• TASK TO COMPLETE: Beginning with the line containing "query: the noun phrase to segment: long" and ending with the last line, repeat the records exactly.

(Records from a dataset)
►

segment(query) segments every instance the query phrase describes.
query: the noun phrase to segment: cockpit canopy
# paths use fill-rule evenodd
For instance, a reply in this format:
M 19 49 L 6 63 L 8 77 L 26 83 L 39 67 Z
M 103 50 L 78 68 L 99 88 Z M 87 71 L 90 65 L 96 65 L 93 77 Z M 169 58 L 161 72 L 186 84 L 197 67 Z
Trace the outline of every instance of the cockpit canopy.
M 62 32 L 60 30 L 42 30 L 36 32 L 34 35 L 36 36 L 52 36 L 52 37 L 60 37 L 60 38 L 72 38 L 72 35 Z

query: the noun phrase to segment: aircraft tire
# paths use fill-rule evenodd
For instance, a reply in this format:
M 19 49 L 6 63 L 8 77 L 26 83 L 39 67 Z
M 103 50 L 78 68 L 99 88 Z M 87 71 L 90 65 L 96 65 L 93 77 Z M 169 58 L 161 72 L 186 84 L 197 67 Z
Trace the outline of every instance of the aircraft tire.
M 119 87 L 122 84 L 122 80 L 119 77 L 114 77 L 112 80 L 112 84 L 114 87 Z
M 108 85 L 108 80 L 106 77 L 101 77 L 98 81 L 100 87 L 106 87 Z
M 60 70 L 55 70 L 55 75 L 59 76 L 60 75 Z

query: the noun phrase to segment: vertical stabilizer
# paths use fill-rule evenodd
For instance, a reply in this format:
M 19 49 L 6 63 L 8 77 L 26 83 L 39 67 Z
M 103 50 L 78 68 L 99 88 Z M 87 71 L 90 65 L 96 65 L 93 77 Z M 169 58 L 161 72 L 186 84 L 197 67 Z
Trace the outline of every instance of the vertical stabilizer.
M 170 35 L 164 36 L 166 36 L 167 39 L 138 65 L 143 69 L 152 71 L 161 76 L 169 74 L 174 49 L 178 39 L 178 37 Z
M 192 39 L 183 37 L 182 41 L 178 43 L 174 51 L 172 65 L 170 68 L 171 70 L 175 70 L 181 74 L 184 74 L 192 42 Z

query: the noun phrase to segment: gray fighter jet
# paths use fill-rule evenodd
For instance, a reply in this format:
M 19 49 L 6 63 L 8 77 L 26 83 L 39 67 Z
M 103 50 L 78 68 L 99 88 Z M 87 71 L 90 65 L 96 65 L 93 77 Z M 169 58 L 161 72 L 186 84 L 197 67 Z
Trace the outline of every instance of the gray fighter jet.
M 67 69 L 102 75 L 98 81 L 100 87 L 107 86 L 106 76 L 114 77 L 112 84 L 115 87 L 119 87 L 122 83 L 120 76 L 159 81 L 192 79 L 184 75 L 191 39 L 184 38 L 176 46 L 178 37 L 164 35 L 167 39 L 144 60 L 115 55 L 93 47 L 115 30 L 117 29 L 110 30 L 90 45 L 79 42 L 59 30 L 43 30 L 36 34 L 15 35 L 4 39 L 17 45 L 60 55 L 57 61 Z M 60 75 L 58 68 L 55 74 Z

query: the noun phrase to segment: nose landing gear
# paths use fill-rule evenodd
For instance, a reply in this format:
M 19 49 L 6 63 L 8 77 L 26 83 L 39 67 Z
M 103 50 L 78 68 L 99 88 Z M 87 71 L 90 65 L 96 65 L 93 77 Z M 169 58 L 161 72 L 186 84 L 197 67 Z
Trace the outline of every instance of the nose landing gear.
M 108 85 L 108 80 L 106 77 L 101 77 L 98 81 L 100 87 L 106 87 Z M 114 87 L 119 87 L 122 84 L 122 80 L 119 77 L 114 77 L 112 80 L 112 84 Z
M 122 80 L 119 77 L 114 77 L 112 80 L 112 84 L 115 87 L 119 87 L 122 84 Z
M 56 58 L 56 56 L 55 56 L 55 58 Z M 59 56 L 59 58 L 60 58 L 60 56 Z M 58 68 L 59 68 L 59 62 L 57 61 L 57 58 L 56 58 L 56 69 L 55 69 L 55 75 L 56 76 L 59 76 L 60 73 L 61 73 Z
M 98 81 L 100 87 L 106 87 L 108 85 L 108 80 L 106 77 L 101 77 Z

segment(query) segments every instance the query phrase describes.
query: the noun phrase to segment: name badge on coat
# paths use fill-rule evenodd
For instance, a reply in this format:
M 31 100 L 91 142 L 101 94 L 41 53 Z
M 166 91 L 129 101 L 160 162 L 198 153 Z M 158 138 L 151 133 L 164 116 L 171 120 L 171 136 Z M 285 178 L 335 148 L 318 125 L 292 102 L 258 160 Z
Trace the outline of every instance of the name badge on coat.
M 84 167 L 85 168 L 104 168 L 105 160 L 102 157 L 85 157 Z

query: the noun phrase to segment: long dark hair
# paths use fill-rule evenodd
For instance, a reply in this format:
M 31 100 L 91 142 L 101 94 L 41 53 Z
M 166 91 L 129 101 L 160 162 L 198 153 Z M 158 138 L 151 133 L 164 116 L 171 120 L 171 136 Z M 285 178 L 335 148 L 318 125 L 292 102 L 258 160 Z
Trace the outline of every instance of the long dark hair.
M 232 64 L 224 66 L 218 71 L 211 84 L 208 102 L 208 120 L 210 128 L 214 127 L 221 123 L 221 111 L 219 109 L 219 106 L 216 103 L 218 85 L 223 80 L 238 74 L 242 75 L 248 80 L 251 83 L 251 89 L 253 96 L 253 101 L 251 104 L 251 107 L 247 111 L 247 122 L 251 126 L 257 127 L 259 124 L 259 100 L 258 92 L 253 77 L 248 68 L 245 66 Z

◄

• WRITTEN RESPONSE:
query: the noun phrase to segment: long dark hair
# paths use fill-rule evenodd
For instance, a reply in this format:
M 31 100 L 91 142 L 101 94 L 41 53 Z
M 166 91 L 129 101 L 160 162 L 198 153 Z M 158 138 L 151 133 L 164 116 L 171 120 L 171 136 Z M 285 178 L 335 148 L 318 125 L 292 102 L 258 160 Z
Trace the outline of every instance of the long dark hair.
M 232 64 L 224 66 L 218 71 L 211 84 L 208 102 L 208 120 L 210 128 L 214 127 L 221 123 L 221 111 L 219 109 L 219 106 L 216 103 L 218 85 L 223 80 L 238 74 L 242 75 L 248 80 L 251 83 L 251 89 L 253 96 L 253 101 L 251 104 L 251 107 L 247 111 L 247 122 L 251 126 L 257 127 L 259 124 L 259 100 L 258 92 L 253 77 L 248 68 L 245 66 Z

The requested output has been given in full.